### GOAL OF THE EXERCISE
Swap "pink backpack" for "blue backpack" in the entries from the line with "One point belongs to each instance of the black bucket" up to and including the line with "531], [711, 438]]". Give back only those lines, with everything else left unchanged.

------ RECORDS TO USE

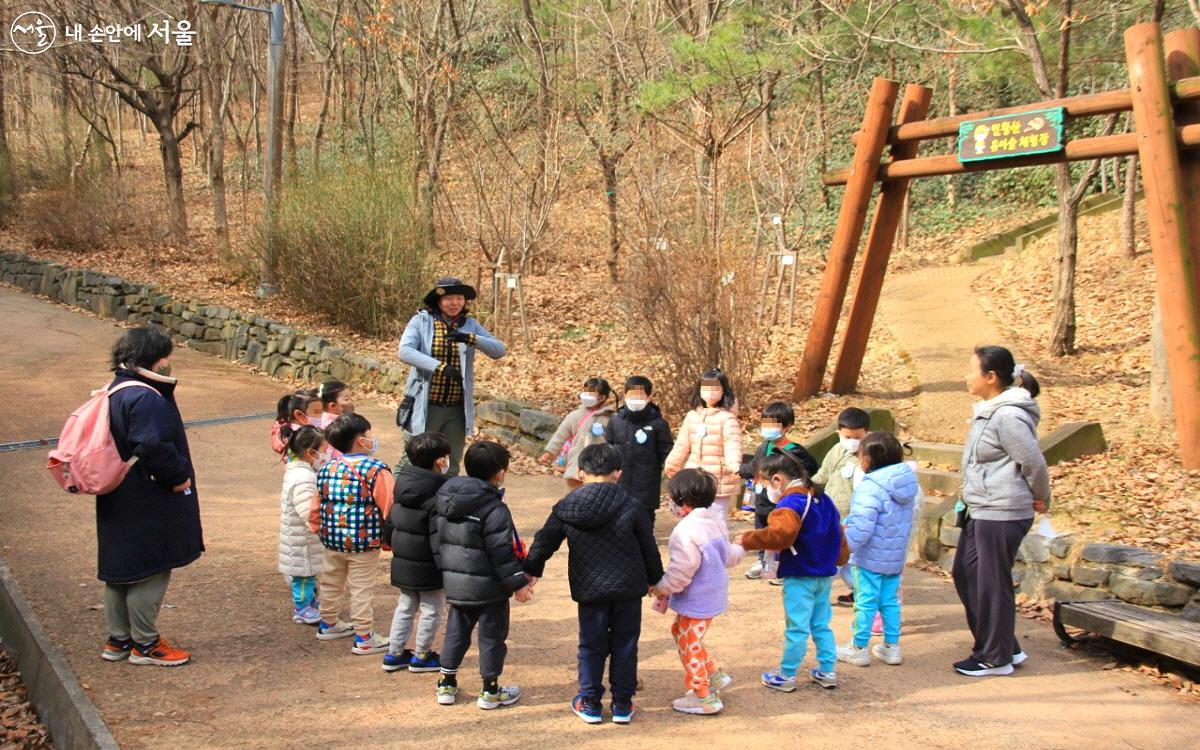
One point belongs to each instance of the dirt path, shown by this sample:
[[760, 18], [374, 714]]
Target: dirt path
[[259, 681], [936, 319]]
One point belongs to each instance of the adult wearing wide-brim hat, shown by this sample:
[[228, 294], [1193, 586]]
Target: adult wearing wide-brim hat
[[439, 342]]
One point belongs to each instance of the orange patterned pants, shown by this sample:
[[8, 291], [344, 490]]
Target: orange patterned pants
[[697, 665]]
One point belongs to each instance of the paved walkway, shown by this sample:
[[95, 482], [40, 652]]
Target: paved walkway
[[935, 317], [259, 681]]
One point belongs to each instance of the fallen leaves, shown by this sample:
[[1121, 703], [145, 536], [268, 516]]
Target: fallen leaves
[[19, 726]]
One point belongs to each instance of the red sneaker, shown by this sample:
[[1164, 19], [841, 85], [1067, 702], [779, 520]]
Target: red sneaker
[[160, 654]]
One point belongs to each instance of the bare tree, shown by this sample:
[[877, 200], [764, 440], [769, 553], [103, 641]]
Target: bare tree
[[153, 78]]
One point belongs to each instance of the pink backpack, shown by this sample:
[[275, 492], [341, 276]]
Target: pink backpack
[[87, 459]]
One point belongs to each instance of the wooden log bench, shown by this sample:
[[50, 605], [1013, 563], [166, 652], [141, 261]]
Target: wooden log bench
[[1150, 629]]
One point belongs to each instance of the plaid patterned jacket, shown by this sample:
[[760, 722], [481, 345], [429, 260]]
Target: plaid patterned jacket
[[349, 519]]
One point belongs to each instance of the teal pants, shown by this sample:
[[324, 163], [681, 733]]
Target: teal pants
[[304, 591], [808, 612], [876, 592]]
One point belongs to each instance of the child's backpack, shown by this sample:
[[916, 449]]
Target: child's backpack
[[87, 460]]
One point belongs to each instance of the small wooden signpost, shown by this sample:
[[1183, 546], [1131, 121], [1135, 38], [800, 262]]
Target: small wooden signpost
[[504, 288], [1162, 96]]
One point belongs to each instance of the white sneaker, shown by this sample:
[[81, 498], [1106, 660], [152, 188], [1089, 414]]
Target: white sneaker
[[690, 705], [720, 681], [887, 654], [853, 655], [372, 643], [331, 633]]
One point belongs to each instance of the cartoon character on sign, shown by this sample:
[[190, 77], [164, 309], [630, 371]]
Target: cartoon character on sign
[[33, 33], [981, 136]]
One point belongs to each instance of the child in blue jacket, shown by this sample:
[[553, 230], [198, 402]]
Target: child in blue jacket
[[877, 529]]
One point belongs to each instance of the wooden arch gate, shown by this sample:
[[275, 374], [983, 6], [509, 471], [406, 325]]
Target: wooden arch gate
[[1164, 97]]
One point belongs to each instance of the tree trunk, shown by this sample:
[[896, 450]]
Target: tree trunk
[[1162, 408], [319, 133], [609, 165], [1128, 241], [173, 174], [1062, 333], [7, 175]]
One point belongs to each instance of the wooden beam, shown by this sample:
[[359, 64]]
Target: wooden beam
[[1168, 214], [1087, 105], [1084, 149], [846, 235], [880, 240]]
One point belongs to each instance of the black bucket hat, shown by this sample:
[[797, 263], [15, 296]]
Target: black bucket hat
[[448, 285]]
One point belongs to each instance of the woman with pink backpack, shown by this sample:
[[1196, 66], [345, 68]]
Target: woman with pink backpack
[[150, 523]]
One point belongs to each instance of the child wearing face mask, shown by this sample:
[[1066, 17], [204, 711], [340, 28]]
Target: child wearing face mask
[[697, 583], [643, 438], [582, 427], [778, 419], [336, 400], [805, 529], [301, 553], [293, 412], [355, 496], [840, 473], [411, 527], [877, 531], [711, 438]]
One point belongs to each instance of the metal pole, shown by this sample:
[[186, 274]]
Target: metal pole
[[268, 286]]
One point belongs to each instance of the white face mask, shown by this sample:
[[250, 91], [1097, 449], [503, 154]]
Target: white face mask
[[850, 444]]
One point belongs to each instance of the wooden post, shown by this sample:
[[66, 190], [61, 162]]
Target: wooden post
[[888, 210], [851, 219], [1169, 214]]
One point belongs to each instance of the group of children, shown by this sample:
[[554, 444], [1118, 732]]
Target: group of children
[[454, 540]]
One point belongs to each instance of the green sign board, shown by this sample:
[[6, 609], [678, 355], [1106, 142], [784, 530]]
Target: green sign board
[[1015, 135]]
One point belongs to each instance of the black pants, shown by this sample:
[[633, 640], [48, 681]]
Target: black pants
[[493, 630], [983, 577], [610, 631]]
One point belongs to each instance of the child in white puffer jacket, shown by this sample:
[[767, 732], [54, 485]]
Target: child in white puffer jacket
[[301, 555]]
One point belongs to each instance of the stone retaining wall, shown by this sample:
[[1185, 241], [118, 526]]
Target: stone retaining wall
[[517, 424], [1069, 568], [276, 348]]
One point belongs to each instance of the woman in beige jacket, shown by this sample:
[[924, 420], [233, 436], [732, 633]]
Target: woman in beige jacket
[[582, 427], [711, 438]]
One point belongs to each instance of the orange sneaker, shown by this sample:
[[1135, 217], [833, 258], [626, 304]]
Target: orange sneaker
[[160, 654]]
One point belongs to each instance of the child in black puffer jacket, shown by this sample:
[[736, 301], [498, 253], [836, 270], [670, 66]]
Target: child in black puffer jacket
[[477, 553], [412, 528], [612, 563]]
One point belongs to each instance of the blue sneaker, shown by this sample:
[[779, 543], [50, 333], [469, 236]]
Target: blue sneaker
[[427, 663], [623, 713], [778, 681], [395, 663], [587, 711]]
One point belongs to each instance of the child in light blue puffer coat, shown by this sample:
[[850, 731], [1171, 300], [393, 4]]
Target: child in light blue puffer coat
[[877, 528]]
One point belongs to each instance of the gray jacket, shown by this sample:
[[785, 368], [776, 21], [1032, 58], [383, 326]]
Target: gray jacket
[[1003, 469], [415, 347]]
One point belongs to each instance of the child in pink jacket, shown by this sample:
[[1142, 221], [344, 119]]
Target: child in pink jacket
[[697, 581], [711, 438]]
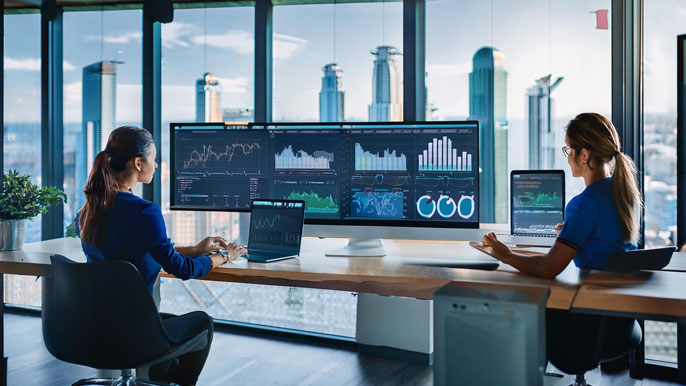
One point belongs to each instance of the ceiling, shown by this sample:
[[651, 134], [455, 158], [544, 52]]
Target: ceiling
[[34, 5]]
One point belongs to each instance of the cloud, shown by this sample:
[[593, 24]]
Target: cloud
[[178, 102], [238, 85], [240, 41], [285, 45], [121, 38], [448, 69], [174, 35], [31, 64]]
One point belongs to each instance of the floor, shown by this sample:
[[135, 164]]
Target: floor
[[251, 359]]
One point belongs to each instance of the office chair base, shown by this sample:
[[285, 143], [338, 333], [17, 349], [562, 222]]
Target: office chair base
[[128, 380]]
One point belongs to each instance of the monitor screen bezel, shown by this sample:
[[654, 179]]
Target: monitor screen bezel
[[260, 126], [535, 172]]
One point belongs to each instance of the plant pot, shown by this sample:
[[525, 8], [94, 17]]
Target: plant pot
[[12, 234]]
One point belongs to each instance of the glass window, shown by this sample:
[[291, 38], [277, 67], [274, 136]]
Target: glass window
[[222, 44], [22, 128], [102, 90], [348, 61], [663, 22], [523, 87]]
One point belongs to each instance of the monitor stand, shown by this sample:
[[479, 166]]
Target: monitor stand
[[360, 247]]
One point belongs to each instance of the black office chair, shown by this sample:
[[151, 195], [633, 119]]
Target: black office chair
[[101, 315], [578, 343]]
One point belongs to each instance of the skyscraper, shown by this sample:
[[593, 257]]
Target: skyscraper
[[207, 98], [240, 114], [332, 96], [99, 85], [387, 87], [542, 138], [488, 105]]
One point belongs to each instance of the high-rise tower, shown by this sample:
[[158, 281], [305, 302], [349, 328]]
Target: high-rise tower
[[332, 96], [488, 105], [99, 86], [207, 98], [542, 138], [387, 87]]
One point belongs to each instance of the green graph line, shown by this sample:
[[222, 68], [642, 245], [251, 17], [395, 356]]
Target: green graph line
[[266, 222], [314, 203]]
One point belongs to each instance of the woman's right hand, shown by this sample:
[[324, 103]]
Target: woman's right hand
[[233, 251]]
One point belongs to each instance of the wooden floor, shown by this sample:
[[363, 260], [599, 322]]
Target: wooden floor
[[251, 359]]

------------

### REPLY TO THE EXERCISE
One point belongs to each instance of the black bucket hat, shown by this sample:
[[797, 263], [15, 296]]
Target: black bucket hat
[[448, 285]]
One point belongs to each instance of the woman with blue backpack, shown by this sample:
[[1196, 66], [345, 68]]
Target: woman with blue backpack
[[150, 523]]
One point belongs to each instance of the child wearing face mask, shown by this sample:
[[1066, 17], [204, 711], [340, 28]]
Target: child wearing face mask
[[697, 583], [643, 438], [582, 427], [778, 419], [336, 400], [805, 529], [301, 553], [293, 412], [355, 496], [840, 473], [411, 527], [877, 531], [711, 438]]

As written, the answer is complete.